### EXCERPT ###
Hopefully it's fairly clear. There is some complexity for performance (all filtering is done by sed).
A version of this script is now included in bash completion from debian although it might not be released as of this writing. That version doesn't output the full target name, it stops at directory separators to make the tab completion feature more comfortable but this version simply outputs all targets in full, once each.
It doesn't output implicit targets nor any targets listed in the .INTERMEDIATE rule. It *does* output generated targets in complex makefiles.
If your makefile includes others that are non-existent targets themselves then they will be generated before this script finishes running. You can avoid that if your makefile is written in an appropriate manner.
#!/bin/bash
SCRIPT='
/^# Make data base/,/^# Files/d # skip until files section
/^# Not a target/,+1 d # following target isnt
/^\.PHONY:/ d # special target
/^\.SUFFIXES:/ d # special target
/^\.DEFAULT:/ d # special target
/^\.PRECIOUS:/ d # special target
/^\.INTERMEDIATE:/ d # special target
/^\.SECONDARY:/ d # special target
/^\.SECONDEXPANSION:/ d # special target
/^\.DELETE_ON_ERROR:/ d # special target
/^\.IGNORE:/ d # special target
/^\.LOW_RESOLUTION_TIME:/ d # special target
/^\.SILENT:/ d # special target
/^\.EXPORT_ALL_VARIABLES:/ d # special target
/^\.NOTPARALLEL:/ d # special target
/^\.ONESHELL:/ d # special target
/^\.POSIX:/ d # special target
/^\.NOEXPORT:/ d # special target
/^\.MAKE:/ d # special target
# The stuff above here describes lines that are not
# explicit targets or not targets other than special ones
# The stuff below here decides whether an explicit target
# should be output.
/^[^#\t:=%]+:([^=]|$)/ { # found target block
h # hold target
d # delete line
}
/^# File is an intermediate prerequisite/ { # nope
s/^.*$//;x # unhold target
d # delete line
}
/^([^#]|$)/ { # end of target block
s/^.*$//;x # unhold target
s/:.*$//p # write current target
d # hide any bugs
}
'
make -npq .DEFAULT 2>/dev/null | sed -n -r "$SCRIPT" \
| sort | uniq
This Makefile demonstrates the relative completeness of the above script
As you add .cc files to a subfolder called "test", eg "test/a.cc" targets are dynamically defined for "test/a.success", "test/a.result", "test/a.bin".
### EXTRACTED MATERIAL ###
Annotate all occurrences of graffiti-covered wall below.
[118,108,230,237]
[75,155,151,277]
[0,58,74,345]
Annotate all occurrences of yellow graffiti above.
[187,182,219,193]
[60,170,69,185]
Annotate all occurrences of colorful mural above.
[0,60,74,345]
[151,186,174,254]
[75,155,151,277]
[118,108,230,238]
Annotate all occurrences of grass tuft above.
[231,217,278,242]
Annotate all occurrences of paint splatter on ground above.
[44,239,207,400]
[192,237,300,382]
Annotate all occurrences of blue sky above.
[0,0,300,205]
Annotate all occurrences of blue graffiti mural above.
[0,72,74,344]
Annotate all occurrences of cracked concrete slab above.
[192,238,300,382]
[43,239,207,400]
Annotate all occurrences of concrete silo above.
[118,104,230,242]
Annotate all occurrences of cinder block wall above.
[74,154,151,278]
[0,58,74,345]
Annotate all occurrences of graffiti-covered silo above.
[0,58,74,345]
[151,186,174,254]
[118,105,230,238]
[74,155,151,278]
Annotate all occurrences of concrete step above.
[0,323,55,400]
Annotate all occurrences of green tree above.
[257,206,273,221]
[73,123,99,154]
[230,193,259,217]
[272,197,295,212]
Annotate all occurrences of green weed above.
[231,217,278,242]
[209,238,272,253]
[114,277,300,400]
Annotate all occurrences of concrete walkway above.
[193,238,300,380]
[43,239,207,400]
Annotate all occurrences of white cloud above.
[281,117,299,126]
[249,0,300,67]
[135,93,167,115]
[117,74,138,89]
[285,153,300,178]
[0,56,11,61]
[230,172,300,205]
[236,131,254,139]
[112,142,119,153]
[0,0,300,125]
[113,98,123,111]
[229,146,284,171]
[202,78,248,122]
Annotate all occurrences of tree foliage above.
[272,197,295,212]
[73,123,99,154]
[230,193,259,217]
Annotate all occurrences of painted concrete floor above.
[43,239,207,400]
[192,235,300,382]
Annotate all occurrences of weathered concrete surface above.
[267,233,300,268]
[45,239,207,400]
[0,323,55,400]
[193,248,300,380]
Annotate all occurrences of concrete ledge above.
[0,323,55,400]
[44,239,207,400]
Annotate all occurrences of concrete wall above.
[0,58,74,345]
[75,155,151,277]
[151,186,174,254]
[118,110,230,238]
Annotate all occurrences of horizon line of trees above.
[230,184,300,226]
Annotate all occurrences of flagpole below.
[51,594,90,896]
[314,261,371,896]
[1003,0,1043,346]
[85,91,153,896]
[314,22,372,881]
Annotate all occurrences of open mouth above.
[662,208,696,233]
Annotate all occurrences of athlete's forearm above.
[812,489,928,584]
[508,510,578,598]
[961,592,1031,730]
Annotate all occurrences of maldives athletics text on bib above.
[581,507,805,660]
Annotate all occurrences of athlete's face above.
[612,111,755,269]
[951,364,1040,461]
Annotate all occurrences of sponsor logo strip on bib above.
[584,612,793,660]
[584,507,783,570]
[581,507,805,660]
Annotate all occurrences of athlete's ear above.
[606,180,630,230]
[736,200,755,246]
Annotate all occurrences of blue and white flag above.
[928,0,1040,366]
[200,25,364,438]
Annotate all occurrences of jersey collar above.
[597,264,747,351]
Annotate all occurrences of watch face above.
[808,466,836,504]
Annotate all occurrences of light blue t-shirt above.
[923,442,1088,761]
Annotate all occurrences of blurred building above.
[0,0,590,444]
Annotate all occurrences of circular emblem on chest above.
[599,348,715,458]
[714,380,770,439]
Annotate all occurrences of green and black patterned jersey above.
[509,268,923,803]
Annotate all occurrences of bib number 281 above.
###
◆ **YOUR TASKS**:
[1] In the passage on listing make targets, what does the script use to do all of its filtering?
[2] Name every target that the passage on listing make targets says gets dynamically defined when "test/a.cc" is added to the "test" subfolder.
[3] Write the next part of the passage on listing make targets, starting after its final sentence.

◆ **ANSWER SET**:
[1] All filtering is done by sed.

[2] "test/a.success", "test/a.result", "test/a.bin"

[3]
A target "test/a.o" is also defined but that is incidental for automatic dependencies and for setting custom variables for files in the test folder. test/a.o is dynamically listed as an intermediate target so the above script does not list it.
.PHONY: all test/%.success
.PRECIOUS: test/%.bin test/%.d
.DEFAULT:
TOP := $(shell pwd)
CXXFLAGS = -std=gnu++0x -ggdb -O0
TESTS:=$(patsubst test/%.cc,%,$(wildcard test/*.cc))
TESTSUCCESSES:=$(patsubst %,test/%.success,$(TESTS))
all: $(TESTSUCCESSES)
$(foreach SUCCESS,$(TESTSUCCESSES),$(eval $(SUCCESS):))
$(foreach RESULT,$(patsubst %.success,%.result,$(TESTSUCCESSES)),$(eval $(RESULT):))
$(foreach BIN,$(patsubst %.success,%.bin,$(TESTSUCCESSES)),$(eval $(BIN):))
.INTERMEDIATE: $(patsubst %.success,%.o,$(TESTSUCCESSES))
test/%.o: CXXFLAGS += -I test -I.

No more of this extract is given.